● **Problem**
Please turn every line of the items below into a JSON list of strings, one string per line, with blank lines left out.

● **Data to use**
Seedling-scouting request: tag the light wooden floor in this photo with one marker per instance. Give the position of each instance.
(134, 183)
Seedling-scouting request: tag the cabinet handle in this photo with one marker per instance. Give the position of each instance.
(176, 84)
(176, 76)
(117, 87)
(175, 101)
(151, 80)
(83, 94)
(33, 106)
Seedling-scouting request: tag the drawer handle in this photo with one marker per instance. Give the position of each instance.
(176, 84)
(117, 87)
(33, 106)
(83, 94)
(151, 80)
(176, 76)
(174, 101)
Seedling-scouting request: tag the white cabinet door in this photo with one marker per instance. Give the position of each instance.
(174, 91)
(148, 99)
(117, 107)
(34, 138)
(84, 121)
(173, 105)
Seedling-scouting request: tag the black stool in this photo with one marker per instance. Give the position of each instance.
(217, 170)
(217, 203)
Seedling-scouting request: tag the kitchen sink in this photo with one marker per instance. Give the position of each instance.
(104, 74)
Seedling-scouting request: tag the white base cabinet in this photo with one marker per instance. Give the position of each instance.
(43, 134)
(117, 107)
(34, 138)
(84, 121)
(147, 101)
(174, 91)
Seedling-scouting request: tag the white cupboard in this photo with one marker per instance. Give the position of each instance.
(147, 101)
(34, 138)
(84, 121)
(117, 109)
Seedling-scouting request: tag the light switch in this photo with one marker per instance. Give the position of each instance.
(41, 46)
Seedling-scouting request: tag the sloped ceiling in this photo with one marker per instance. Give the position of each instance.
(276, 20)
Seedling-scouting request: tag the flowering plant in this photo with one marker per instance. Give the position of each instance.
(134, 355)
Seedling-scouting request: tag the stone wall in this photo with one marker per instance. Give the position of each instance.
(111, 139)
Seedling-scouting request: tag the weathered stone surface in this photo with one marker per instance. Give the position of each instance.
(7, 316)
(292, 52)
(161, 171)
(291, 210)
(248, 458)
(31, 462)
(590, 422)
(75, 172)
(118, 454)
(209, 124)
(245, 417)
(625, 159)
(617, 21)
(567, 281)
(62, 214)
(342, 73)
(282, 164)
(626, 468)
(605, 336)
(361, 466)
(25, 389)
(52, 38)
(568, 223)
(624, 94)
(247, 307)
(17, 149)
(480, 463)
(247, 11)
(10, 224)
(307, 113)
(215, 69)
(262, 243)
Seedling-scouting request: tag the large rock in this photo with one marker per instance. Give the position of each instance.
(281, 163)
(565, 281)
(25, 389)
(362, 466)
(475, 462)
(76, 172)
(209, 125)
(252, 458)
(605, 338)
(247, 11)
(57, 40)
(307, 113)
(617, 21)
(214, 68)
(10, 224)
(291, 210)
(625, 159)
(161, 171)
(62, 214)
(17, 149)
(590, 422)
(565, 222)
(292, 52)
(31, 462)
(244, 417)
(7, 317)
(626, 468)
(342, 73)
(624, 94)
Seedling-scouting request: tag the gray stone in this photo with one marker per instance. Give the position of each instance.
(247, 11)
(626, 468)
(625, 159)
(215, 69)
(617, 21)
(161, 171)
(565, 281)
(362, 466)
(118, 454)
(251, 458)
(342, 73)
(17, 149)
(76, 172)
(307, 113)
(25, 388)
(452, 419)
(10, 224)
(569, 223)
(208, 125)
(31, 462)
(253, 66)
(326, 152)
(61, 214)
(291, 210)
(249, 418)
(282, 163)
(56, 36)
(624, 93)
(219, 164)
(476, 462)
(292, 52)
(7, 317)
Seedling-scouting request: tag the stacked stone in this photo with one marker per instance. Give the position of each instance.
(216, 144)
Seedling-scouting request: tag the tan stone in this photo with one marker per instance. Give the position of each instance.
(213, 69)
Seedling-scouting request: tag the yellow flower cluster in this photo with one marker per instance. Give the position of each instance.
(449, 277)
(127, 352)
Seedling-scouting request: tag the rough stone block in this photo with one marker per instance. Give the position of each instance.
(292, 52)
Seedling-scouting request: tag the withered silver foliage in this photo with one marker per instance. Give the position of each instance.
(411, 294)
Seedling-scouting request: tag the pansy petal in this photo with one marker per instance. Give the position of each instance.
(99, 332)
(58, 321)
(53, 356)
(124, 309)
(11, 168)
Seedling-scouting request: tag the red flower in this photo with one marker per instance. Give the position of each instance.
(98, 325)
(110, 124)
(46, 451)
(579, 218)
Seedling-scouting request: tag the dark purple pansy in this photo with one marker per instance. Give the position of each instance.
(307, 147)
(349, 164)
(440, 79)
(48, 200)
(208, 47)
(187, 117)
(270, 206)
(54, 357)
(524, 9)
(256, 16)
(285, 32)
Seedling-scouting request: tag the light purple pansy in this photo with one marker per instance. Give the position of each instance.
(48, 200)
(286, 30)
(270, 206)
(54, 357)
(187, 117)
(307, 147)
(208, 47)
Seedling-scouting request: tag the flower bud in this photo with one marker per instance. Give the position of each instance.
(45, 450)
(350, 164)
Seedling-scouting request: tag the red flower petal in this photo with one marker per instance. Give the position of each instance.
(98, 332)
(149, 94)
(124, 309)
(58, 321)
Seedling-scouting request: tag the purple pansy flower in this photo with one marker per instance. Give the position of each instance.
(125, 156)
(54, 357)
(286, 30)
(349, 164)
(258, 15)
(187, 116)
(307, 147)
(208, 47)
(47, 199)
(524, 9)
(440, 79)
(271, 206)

● **Correct result**
[
  "Seedling-scouting request: tag the light wooden floor in this photo with one marker per instance. Give the position of each instance.",
  "(134, 183)",
  "Seedling-scouting request: tag the cabinet handle in this photo with one marker per instance. Give the position of each instance.",
  "(176, 84)",
  "(176, 76)",
  "(117, 87)",
  "(175, 101)",
  "(151, 80)",
  "(83, 94)",
  "(33, 106)",
  "Seedling-scouting request: tag the drawer handle in this photo with one marker per instance. Give the position of each instance.",
  "(176, 84)",
  "(117, 87)",
  "(33, 106)",
  "(83, 94)",
  "(151, 80)",
  "(176, 76)",
  "(174, 101)",
  "Seedling-scouting request: tag the white cabinet door in this photo with one marker per instance. Give the position of each instance.",
  "(174, 91)",
  "(148, 99)",
  "(117, 107)",
  "(34, 138)",
  "(84, 121)",
  "(173, 105)",
  "Seedling-scouting request: tag the black stool in this photo with one marker per instance. Give the position of each instance.",
  "(217, 170)",
  "(217, 203)",
  "Seedling-scouting request: tag the kitchen sink in this photo with one marker per instance. Give the position of each instance.",
  "(104, 74)",
  "Seedling-scouting request: tag the white base cabinet in this photo with one marker per instance. Give the position of each instance.",
  "(43, 134)",
  "(117, 107)",
  "(34, 138)",
  "(84, 121)",
  "(147, 101)",
  "(174, 91)",
  "Seedling-scouting request: tag the white cupboard in this photo with one marker per instance. Give the position of each instance.",
  "(147, 101)",
  "(34, 138)",
  "(84, 121)",
  "(117, 109)",
  "Seedling-scouting request: tag the light switch in this photo with one marker per instance. Give the position of each instance.",
  "(41, 46)",
  "Seedling-scouting request: tag the sloped ceiling in this photo with one marker per instance. Give the position of each instance.",
  "(276, 20)",
  "Seedling-scouting request: tag the flowering plant in this photo with one marker per instance. Give the position of each instance.",
  "(134, 355)",
  "Seedling-scouting request: tag the stone wall in this photo with one marker per instance. Give the position of each instance.",
  "(111, 139)",
  "Seedling-scouting request: tag the weathered stone surface in this photo with one marker per instance. Give the position of each instance.",
  "(7, 316)",
  "(292, 52)",
  "(161, 171)",
  "(291, 210)",
  "(248, 458)",
  "(31, 462)",
  "(590, 422)",
  "(75, 172)",
  "(118, 454)",
  "(209, 124)",
  "(245, 417)",
  "(625, 159)",
  "(617, 21)",
  "(567, 281)",
  "(62, 214)",
  "(342, 73)",
  "(282, 164)",
  "(626, 468)",
  "(605, 336)",
  "(361, 466)",
  "(25, 389)",
  "(52, 38)",
  "(568, 223)",
  "(624, 94)",
  "(247, 307)",
  "(17, 149)",
  "(480, 463)",
  "(247, 11)",
  "(10, 224)",
  "(307, 113)",
  "(215, 69)",
  "(262, 243)",
  "Seedling-scouting request: tag the large rock in this photo with one marker per instance. Give the position of each instance.",
  "(281, 163)",
  "(565, 281)",
  "(25, 389)",
  "(362, 466)",
  "(475, 462)",
  "(76, 172)",
  "(209, 125)",
  "(252, 458)",
  "(605, 338)",
  "(247, 11)",
  "(57, 40)",
  "(307, 113)",
  "(617, 21)",
  "(214, 68)",
  "(10, 224)",
  "(291, 210)",
  "(625, 159)",
  "(161, 171)",
  "(62, 214)",
  "(17, 149)",
  "(590, 422)",
  "(565, 222)",
  "(292, 52)",
  "(31, 462)",
  "(244, 417)",
  "(7, 317)",
  "(626, 468)",
  "(342, 73)",
  "(624, 94)",
  "Seedling-scouting request: tag the gray stone in this photo with one marker per instance. Give the position of each instance.",
  "(247, 11)",
  "(626, 468)",
  "(625, 159)",
  "(215, 69)",
  "(617, 21)",
  "(161, 171)",
  "(565, 281)",
  "(362, 466)",
  "(118, 454)",
  "(251, 458)",
  "(342, 73)",
  "(17, 149)",
  "(76, 172)",
  "(307, 113)",
  "(25, 388)",
  "(452, 419)",
  "(10, 224)",
  "(569, 223)",
  "(208, 125)",
  "(31, 462)",
  "(253, 66)",
  "(326, 152)",
  "(61, 214)",
  "(291, 210)",
  "(249, 418)",
  "(282, 163)",
  "(56, 36)",
  "(624, 93)",
  "(219, 164)",
  "(476, 462)",
  "(292, 52)",
  "(7, 317)",
  "Seedling-scouting request: tag the stacked stone in this photo with one marker per instance. Give the position of each instance.",
  "(216, 144)",
  "Seedling-scouting request: tag the tan stone in this photo with one marker per instance. Give the position of each instance.",
  "(213, 69)",
  "Seedling-scouting request: tag the yellow flower cluster in this photo with one marker per instance. Give the position of each instance.",
  "(449, 277)",
  "(127, 352)",
  "Seedling-scouting request: tag the rough stone block in this photo with one marker per instance. Give the position of each instance.",
  "(292, 52)",
  "Seedling-scouting request: tag the withered silver foliage in this photo with one marker per instance. Give the position of each instance.",
  "(411, 294)",
  "Seedling-scouting request: tag the pansy petal in this photo with one marker per instance. Give the position of each instance.",
  "(99, 332)",
  "(58, 321)",
  "(53, 356)",
  "(124, 309)",
  "(11, 168)",
  "Seedling-scouting request: tag the red flower in this photo with one marker per instance. Give the position of each instance.",
  "(98, 325)",
  "(110, 124)",
  "(46, 451)",
  "(579, 218)",
  "Seedling-scouting request: tag the dark purple pansy in this photo with one marker per instance. Give the position of each instance.",
  "(307, 147)",
  "(349, 164)",
  "(440, 79)",
  "(48, 200)",
  "(208, 47)",
  "(187, 117)",
  "(270, 206)",
  "(54, 357)",
  "(524, 9)",
  "(256, 16)",
  "(285, 32)",
  "Seedling-scouting request: tag the light purple pansy in this photo with one marker per instance. Give the position of each instance.",
  "(48, 200)",
  "(286, 30)",
  "(270, 206)",
  "(54, 357)",
  "(187, 117)",
  "(307, 147)",
  "(208, 47)",
  "Seedling-scouting request: tag the flower bud in this photo with one marker per instance. Give the position of each instance.",
  "(45, 450)",
  "(350, 164)",
  "Seedling-scouting request: tag the red flower petal in this photo with one marker per instance. Give the position of each instance.",
  "(98, 332)",
  "(149, 94)",
  "(124, 309)",
  "(58, 321)",
  "Seedling-scouting request: tag the purple pansy flower in this photo with one marker per instance. Give the position of each instance.",
  "(125, 156)",
  "(54, 357)",
  "(286, 30)",
  "(349, 164)",
  "(258, 15)",
  "(187, 116)",
  "(307, 147)",
  "(208, 47)",
  "(47, 199)",
  "(524, 9)",
  "(440, 79)",
  "(271, 206)"
]